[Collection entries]
::::::::

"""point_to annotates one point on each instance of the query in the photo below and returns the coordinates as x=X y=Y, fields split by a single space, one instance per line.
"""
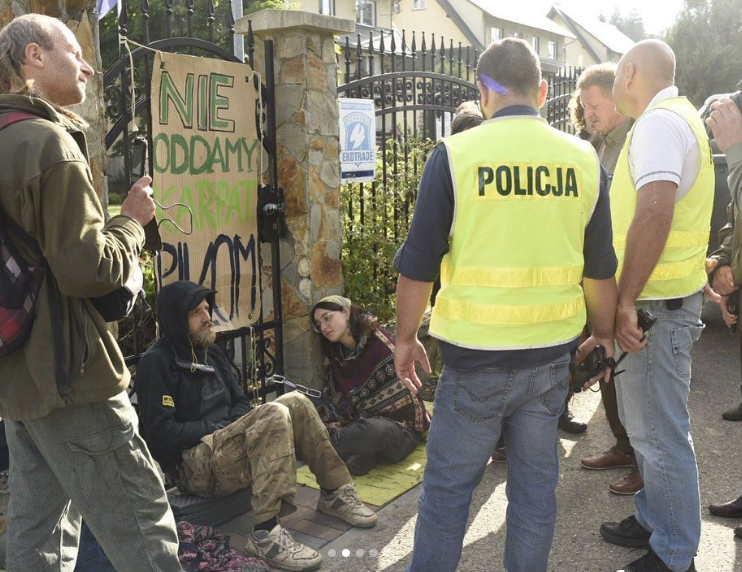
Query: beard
x=204 y=338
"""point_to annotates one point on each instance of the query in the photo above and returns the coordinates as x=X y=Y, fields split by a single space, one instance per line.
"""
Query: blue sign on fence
x=357 y=140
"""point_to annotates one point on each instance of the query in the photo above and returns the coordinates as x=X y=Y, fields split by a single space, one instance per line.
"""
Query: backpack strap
x=15 y=117
x=55 y=308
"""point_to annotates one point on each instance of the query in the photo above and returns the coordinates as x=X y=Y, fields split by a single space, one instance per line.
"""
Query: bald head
x=643 y=71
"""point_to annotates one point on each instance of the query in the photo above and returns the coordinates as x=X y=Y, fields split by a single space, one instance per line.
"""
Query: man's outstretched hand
x=405 y=356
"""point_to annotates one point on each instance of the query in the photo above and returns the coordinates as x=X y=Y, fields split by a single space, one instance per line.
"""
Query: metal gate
x=416 y=86
x=257 y=350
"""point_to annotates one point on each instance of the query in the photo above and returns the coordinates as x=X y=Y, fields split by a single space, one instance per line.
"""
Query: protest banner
x=207 y=155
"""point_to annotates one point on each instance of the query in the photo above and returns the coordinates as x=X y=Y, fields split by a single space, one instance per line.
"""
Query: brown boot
x=629 y=484
x=610 y=459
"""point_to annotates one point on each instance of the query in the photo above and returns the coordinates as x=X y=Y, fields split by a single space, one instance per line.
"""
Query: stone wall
x=308 y=169
x=80 y=18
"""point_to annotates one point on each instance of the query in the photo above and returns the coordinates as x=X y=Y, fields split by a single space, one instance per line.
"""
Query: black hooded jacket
x=179 y=406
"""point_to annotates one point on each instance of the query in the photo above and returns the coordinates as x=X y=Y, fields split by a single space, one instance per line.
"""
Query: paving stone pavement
x=584 y=499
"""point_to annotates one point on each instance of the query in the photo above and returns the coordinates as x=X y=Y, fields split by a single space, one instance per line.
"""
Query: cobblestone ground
x=584 y=499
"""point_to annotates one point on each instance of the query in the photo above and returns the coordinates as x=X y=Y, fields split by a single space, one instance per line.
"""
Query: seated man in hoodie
x=204 y=433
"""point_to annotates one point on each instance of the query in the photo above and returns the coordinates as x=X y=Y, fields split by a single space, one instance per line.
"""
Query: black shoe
x=571 y=424
x=628 y=532
x=650 y=562
x=733 y=414
x=731 y=509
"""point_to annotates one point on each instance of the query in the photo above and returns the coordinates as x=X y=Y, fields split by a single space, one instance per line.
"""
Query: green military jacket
x=47 y=187
x=730 y=236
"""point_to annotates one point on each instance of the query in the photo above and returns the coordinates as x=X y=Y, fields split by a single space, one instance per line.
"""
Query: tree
x=706 y=37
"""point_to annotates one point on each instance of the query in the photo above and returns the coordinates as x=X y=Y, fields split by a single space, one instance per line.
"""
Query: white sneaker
x=280 y=550
x=345 y=504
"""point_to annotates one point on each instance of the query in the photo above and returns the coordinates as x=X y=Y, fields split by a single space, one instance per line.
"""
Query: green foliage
x=258 y=5
x=706 y=37
x=371 y=241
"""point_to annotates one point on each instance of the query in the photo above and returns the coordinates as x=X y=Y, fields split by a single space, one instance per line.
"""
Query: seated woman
x=376 y=418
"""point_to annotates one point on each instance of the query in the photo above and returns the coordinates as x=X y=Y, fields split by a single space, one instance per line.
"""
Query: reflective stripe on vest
x=680 y=270
x=524 y=193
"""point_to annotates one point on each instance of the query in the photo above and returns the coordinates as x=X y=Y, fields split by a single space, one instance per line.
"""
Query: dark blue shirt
x=420 y=256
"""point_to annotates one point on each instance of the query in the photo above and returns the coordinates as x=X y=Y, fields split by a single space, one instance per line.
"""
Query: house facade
x=474 y=23
x=596 y=41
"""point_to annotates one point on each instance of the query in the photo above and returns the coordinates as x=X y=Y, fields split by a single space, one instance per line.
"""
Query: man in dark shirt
x=512 y=250
x=204 y=433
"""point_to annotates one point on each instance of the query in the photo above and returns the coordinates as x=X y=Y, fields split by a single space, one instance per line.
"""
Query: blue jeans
x=653 y=405
x=472 y=408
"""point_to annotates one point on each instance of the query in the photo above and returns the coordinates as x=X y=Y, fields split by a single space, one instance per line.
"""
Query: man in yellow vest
x=661 y=201
x=515 y=216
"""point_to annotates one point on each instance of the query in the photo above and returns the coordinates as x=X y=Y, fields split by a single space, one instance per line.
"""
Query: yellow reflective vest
x=680 y=270
x=524 y=193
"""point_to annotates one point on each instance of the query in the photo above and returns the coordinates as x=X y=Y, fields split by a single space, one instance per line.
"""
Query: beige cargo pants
x=259 y=450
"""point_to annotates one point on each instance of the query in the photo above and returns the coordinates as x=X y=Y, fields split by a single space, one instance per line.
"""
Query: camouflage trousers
x=259 y=450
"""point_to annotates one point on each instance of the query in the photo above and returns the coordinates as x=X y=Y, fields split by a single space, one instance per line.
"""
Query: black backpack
x=20 y=285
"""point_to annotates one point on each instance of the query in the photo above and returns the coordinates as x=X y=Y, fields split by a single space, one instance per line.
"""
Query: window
x=327 y=7
x=366 y=12
x=552 y=55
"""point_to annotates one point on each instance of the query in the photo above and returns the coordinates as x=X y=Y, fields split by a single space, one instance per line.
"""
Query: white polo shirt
x=664 y=148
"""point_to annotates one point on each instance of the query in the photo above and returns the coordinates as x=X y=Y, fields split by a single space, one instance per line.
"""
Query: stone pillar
x=308 y=169
x=80 y=18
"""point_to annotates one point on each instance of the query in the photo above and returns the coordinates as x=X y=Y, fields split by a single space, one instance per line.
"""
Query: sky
x=657 y=15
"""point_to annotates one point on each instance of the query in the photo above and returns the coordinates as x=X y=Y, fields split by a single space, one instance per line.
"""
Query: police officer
x=515 y=215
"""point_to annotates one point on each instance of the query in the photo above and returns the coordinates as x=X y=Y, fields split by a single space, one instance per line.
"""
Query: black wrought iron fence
x=561 y=86
x=416 y=84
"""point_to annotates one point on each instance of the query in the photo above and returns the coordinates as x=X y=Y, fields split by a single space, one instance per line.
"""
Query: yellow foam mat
x=385 y=482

::::::::

**Task to carry out**
Return every record exactly. Pictures stay out.

**Written solution**
"""point_to annotates one point on each instance of the query in the photo below and returns the coordinates as x=X y=Y, fields split by a single space, one instance per line.
"""
Query: beard
x=204 y=338
"""point_to annotates one point on each instance of the query in the photo above and returns the coordinates as x=X y=Y, fields split by a single space, one instance per line.
"""
Query: blue sign on fence
x=357 y=140
"""point_to annotates one point on each instance of the query in the photo above and returns the coordinates as x=X y=Y, fields split by a single space, one instance per line.
"""
Query: backpack strap
x=15 y=117
x=55 y=308
"""point_to annotates one point on each instance of the query in the photo above and returns the coordinates as x=X y=Y, fields split by a single space, one instance per line.
"""
Query: bald head
x=643 y=71
"""point_to annotates one point on each instance of the query in the photo above and returns the coordinates as x=X y=Y, fields split by a single space, one instance per line.
"""
Query: man's outstretched hand
x=405 y=356
"""point_to annotates one point on each instance of the query in the photo above and returns the coordinates as x=X y=Y, fields split by a single space, one instance per line.
"""
Query: metal gate
x=416 y=86
x=257 y=350
"""point_to annotates one point on each instance of the query in the photo above and returns the coordinates as x=X y=Y, fields split by a single space, one instance per line.
"""
Query: protest banner
x=207 y=155
"""point_to annotates one point on each instance of the query in the photo above and returns the coordinates as x=X y=Y, fields split by a single space, one instance per line.
"""
Query: brown boot
x=629 y=484
x=610 y=459
"""point_to annotates one point on each instance of the query in the photo above and returns the coordinates as x=X y=Y, fields split by a single space, one instance per line.
"""
Query: stone wall
x=308 y=169
x=80 y=18
"""point_to annotates one point on each instance of the query in the photo above and returns the coordinates as x=X y=Y, fields split by a single space, one instance per line.
"""
Query: black hooded jacket
x=179 y=406
"""point_to annotates one point on each instance of the query in the photo above and returns the coordinates as x=X y=Y, fields split by a single space, one instance per line.
"""
Query: paving stone pavement
x=584 y=499
"""point_to annotates one point on each instance of the query in the photo above and returns the coordinates as x=X y=Y, fields split by a single space, one instance per line.
"""
Query: cobblestone ground
x=584 y=499
"""point_to annotates one point on each instance of the query in the photo above and returns the coordinates as x=X y=Y, fields split by a single space, one instance per line.
"""
Query: seated man in hoodie
x=204 y=433
"""point_to annotates one point on each instance of the query in the photo above and returns the coordinates as x=X y=Y, fields split by a single space, one instance per line.
"""
Query: black shoe
x=571 y=424
x=628 y=532
x=650 y=562
x=733 y=414
x=731 y=509
"""point_to annotates one point on each instance of the query in the photo above and returns the coordinates as x=X y=Y, fields split by a single space, one instance per line.
"""
Query: green military jacket
x=47 y=187
x=730 y=236
"""point_to annotates one point on each instance of the query in the photo above and returns the coordinates as x=X y=Y, fields split by a single space, one instance per line.
"""
Query: tree
x=706 y=37
"""point_to annotates one point on each instance of the query in the photo above and returns the coordinates as x=X y=Y, fields split by a single space, one instance per line.
"""
Query: white sneaker
x=280 y=550
x=345 y=504
"""point_to annotates one point on each instance of the query in the photo above and returns the coordinates as x=X y=Y, fields split by a single space, one instance per line.
"""
Query: green foliage
x=258 y=5
x=706 y=37
x=371 y=241
"""point_to annotates one point on each instance of the query in the photo above and returns the coordinates as x=X y=Y, fields split by a single space, one instance per line.
"""
Query: seated woman
x=376 y=418
"""point_to annotates one point on each instance of the query in the photo above and returns the coordinates as x=X y=Y, fields split by a single space, one instance per line.
"""
Query: reflective stripe on vest
x=680 y=270
x=524 y=193
"""point_to annotates one point on each instance of the query in the photo above and returns the coordinates as x=X y=Y, fields split by a single space, one instance per line.
"""
Query: dark blue shirt
x=420 y=256
"""point_to annotates one point on each instance of the query in the photo above and returns the coordinates as x=X y=Y, fields split by a single space, one instance per line.
"""
Query: house facade
x=474 y=23
x=596 y=41
"""point_to annotates one point on each instance of the query in the photo above and returns the coordinates as x=X y=Y, fields split by a single space, one instance per line.
"""
Query: man in dark shirt
x=512 y=250
x=204 y=433
"""point_to annotates one point on each instance of the query in the photo above and returns the coordinates as x=X y=Y, fields split by a single space, one instance per line.
"""
Query: blue jeans
x=653 y=405
x=472 y=408
"""point_to annotates one point on each instance of the query in the photo above and returns the coordinates as x=X y=Y, fields split by a single space, one instance per line.
"""
Query: man in yellow vest
x=661 y=201
x=515 y=216
"""point_to annotates one point on each instance of the query in the photo above and returns the coordinates as x=X y=Y, fields split by a single space, one instance per line.
"""
Query: yellow reflective vest
x=680 y=270
x=524 y=193
"""point_to annotates one point on each instance of the query in the photo above and returns the coordinates as x=X y=Y, fields split by a single space, one instance per line.
"""
Query: beige cargo pants
x=259 y=450
"""point_to annotates one point on each instance of the query in the photo above and returns the coordinates as x=X y=Y, fields split by a single space, one instance per line.
"""
Query: camouflage trousers
x=259 y=450
"""point_to annotates one point on each instance of the query in the photo above and returns the coordinates as x=X y=Y, fields split by a single space, one instance per line.
"""
Query: black backpack
x=20 y=285
"""point_to annotates one point on each instance of the query in the photo above and returns the coordinates as x=X y=Y, fields split by a single space, one instance per line.
"""
Query: window
x=327 y=7
x=366 y=12
x=552 y=55
"""point_to annotates one point on each instance of the query in the photo above and returns the coordinates as x=X y=Y, fields split by a single space, one instance per line.
"""
Query: white polo shirt
x=664 y=148
"""point_to annotates one point on each instance of the query in the photo above and returns the coordinates as x=X y=Y, fields split by a single space, one instance per line.
"""
Query: stone pillar
x=308 y=169
x=80 y=18
"""point_to annotates one point on each instance of the query in the photo above and returns the coordinates as x=X y=Y, fields split by a single space, one instance per line.
"""
Query: sky
x=657 y=15
"""point_to annotates one point on each instance of the query in the photo above and returns the coordinates as x=X y=Y, fields split by a single space, one instance per line.
"""
Query: police officer
x=515 y=215
"""point_to annotates one point on each instance of the query in the photo above and returns the coordinates as x=X y=Y, fields split by a single space, one instance per line.
"""
Query: black wrought iron fence
x=561 y=86
x=416 y=84
"""point_to annotates one point on each instance of the query in the photo above and returns the coordinates as x=X y=Y, fields split by a single space, one instance per line.
"""
Query: yellow foam mat
x=385 y=482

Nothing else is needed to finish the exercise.